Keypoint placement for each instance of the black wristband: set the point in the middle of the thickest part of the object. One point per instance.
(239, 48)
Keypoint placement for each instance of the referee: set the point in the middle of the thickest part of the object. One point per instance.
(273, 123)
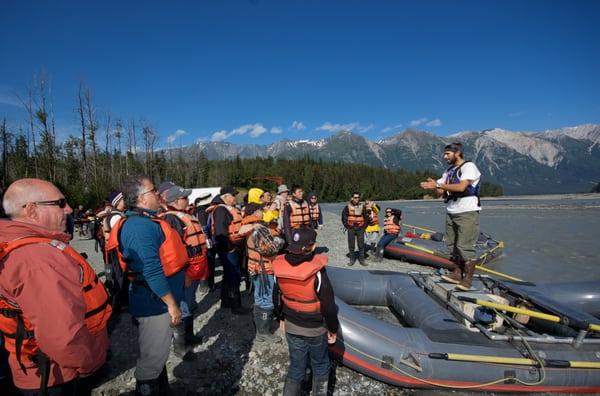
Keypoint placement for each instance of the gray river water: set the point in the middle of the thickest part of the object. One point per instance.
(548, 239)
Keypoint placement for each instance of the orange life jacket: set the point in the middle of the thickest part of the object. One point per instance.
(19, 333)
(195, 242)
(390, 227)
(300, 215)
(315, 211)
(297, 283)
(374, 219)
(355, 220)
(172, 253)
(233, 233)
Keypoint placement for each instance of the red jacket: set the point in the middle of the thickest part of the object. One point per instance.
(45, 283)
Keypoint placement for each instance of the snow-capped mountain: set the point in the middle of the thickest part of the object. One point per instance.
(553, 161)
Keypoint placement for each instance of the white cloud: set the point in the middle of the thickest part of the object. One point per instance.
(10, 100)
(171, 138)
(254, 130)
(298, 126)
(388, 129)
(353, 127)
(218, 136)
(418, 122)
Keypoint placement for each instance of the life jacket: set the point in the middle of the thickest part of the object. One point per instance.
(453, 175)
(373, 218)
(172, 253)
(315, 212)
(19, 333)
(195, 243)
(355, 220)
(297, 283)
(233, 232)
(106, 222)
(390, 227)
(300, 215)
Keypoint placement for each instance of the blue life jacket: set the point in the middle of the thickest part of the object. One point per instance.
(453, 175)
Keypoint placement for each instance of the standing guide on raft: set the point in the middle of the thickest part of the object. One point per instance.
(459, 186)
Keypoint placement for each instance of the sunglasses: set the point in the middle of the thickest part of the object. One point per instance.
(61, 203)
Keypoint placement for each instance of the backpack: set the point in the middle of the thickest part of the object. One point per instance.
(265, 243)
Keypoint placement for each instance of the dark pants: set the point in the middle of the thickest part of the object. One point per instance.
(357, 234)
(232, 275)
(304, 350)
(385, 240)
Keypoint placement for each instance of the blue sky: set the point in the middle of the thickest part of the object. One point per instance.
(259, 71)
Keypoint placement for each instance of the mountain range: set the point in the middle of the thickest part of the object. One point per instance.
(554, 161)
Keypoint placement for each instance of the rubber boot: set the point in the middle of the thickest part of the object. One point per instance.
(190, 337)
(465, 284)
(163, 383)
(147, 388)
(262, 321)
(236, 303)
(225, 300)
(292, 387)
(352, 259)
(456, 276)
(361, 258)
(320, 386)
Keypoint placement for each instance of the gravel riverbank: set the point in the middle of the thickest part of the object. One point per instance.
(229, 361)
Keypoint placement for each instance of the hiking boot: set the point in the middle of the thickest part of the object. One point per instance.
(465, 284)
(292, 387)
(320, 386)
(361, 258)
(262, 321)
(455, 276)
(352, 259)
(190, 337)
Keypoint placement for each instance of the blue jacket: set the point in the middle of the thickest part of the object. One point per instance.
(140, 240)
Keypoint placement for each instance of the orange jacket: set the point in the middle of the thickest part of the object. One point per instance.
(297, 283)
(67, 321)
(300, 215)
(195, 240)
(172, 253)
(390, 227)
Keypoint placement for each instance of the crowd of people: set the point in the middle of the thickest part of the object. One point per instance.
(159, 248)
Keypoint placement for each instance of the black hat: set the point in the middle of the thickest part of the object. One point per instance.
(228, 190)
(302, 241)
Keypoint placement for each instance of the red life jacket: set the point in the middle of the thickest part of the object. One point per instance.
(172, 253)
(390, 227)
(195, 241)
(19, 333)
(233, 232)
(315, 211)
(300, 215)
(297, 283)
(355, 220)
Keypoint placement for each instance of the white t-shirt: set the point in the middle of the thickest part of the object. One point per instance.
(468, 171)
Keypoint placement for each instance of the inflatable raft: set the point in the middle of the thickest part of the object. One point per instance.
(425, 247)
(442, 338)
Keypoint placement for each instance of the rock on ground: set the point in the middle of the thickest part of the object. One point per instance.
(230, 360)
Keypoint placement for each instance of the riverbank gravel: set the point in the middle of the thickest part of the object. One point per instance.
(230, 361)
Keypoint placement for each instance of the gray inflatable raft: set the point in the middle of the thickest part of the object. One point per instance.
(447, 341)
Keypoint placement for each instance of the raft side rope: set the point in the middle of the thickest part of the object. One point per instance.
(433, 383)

» **Exercise directions**
Turn all of the records above into a JSON list of strings, one string per line, with blank lines and the pictures left out.

» **Correct response**
[
  "Keypoint placement for each instance of the black wristband: set the point in the middle of the thickest part of the object. One point per instance.",
  "(239, 48)",
  "Keypoint placement for each instance of the referee: set the point in the middle of the thickest part of the object. One point per instance.",
  "(273, 123)",
  "Keypoint placement for each instance of the gray river water: set the point in the middle of the thickest part of the object. One point per instance.",
  "(548, 239)",
  "Keypoint placement for each instance of the orange life jacket: set the point in the middle of the thickest part of the object. One point per instance.",
  "(19, 333)",
  "(195, 242)",
  "(390, 227)",
  "(300, 215)",
  "(315, 211)",
  "(297, 283)",
  "(374, 219)",
  "(355, 220)",
  "(172, 253)",
  "(233, 233)",
  "Keypoint placement for each instance of the red jacket: set the point in the middle of the thickest part of the object. One point per instance.",
  "(45, 283)",
  "Keypoint placement for each instance of the snow-capped mountain: set the point in the middle of the thickest part of the object. One point per instance.",
  "(553, 161)",
  "Keypoint placement for each instance of the white cloud: set the point in the middle of the thickest part of the object. One point per instance.",
  "(10, 100)",
  "(171, 138)",
  "(254, 130)",
  "(298, 126)",
  "(388, 129)",
  "(353, 127)",
  "(218, 136)",
  "(418, 122)",
  "Keypoint placement for each instance of the life jacket: set the point in the middle of the thickest part of the object. One point per instance.",
  "(453, 175)",
  "(373, 218)",
  "(172, 253)",
  "(315, 212)",
  "(19, 333)",
  "(195, 243)",
  "(355, 220)",
  "(297, 283)",
  "(233, 232)",
  "(106, 222)",
  "(390, 227)",
  "(300, 215)",
  "Keypoint placement for each instance of the blue life jacket: set the point in the middle of the thickest part of the object. One point per instance.",
  "(453, 175)",
  "Keypoint placement for each instance of the standing guide on raft: set the point in the middle of the thickest part of the object. One point per instance.",
  "(459, 186)",
  "Keypoint placement for each instance of the sunglasses: set the point in the middle of the thickest part of the object. One point per instance.",
  "(61, 203)",
  "Keypoint placement for each instance of the backpack: set the point in the middle of the thickest part of the object. One point per instance.",
  "(265, 243)",
  "Keypoint placement for each instance of the dark pants: set the point in the middle of the thickest part of the object. One point per instance.",
  "(357, 234)",
  "(232, 275)",
  "(304, 350)",
  "(385, 240)",
  "Keypoint placement for each instance of the blue sky: set the point in the middle of the thickest part of the object. One point per instance.",
  "(259, 71)",
  "Keypoint placement for each instance of the mountain range: set the point in the middle of the thickest part of the object. One point per instance.",
  "(554, 161)",
  "Keypoint placement for each instance of the rubber boot: set the point in the middle of the thickest part of the object. One point per instance.",
  "(190, 337)",
  "(465, 284)",
  "(163, 383)",
  "(147, 388)",
  "(262, 321)",
  "(236, 303)",
  "(225, 300)",
  "(292, 387)",
  "(352, 259)",
  "(456, 276)",
  "(361, 258)",
  "(320, 386)",
  "Keypoint placement for each instance of the gravel riverbank: set the point in the middle of the thickest part of the object. One point per instance.",
  "(229, 361)",
  "Keypoint placement for each instance of the hiking boot: set the point in the middle of the thickest part of the object. One point per instance.",
  "(465, 284)",
  "(292, 387)",
  "(320, 386)",
  "(361, 258)",
  "(262, 321)",
  "(455, 276)",
  "(352, 259)",
  "(190, 337)",
  "Keypoint placement for each instance of the blue jacket: set the point in the middle of the thickest part of the object. One point per instance.",
  "(140, 240)",
  "Keypoint placement for each instance of the orange jacket: set the point in the middle of the thickest part of the object. One point per instance.",
  "(297, 283)",
  "(67, 321)",
  "(300, 215)",
  "(195, 240)",
  "(172, 253)",
  "(390, 227)",
  "Keypoint placement for each instance of the crowd of people: set the point in the middle of the thickest part of the object. One point per instance.",
  "(159, 248)",
  "Keypoint placement for each instance of the black hat: set the point in the middle of the thickest part of the object. One point per instance.",
  "(228, 190)",
  "(302, 241)",
  "Keypoint placement for each instance of the red life jacket: set the point in the middle of the thickest part of the object. One point per instance.",
  "(172, 253)",
  "(390, 227)",
  "(195, 241)",
  "(19, 333)",
  "(233, 232)",
  "(315, 211)",
  "(300, 215)",
  "(297, 283)",
  "(355, 220)",
  "Keypoint placement for each instance of the white t-shirt: set the point in the middle of the thickest part of the object. One point per instance.",
  "(468, 171)",
  "Keypoint placement for each instance of the inflatable raft: set the point in the middle of the thickest part of the object. One point per instance.",
  "(425, 247)",
  "(442, 338)",
  "Keypoint placement for each instance of the rock on ground: set the point in the middle of the thickest part of the object. One point per instance.",
  "(230, 360)",
  "Keypoint placement for each instance of the riverbank gravel: set the point in the middle of the thickest part of the object. One point per instance.",
  "(230, 361)",
  "Keypoint placement for each instance of the gray inflatable raft: set the point in the middle of the thickest part of the object. One point per instance.",
  "(447, 341)",
  "Keypoint placement for each instance of the raft side rope: set the point in the middle of the thickest part of the object. One point per instance.",
  "(433, 383)"
]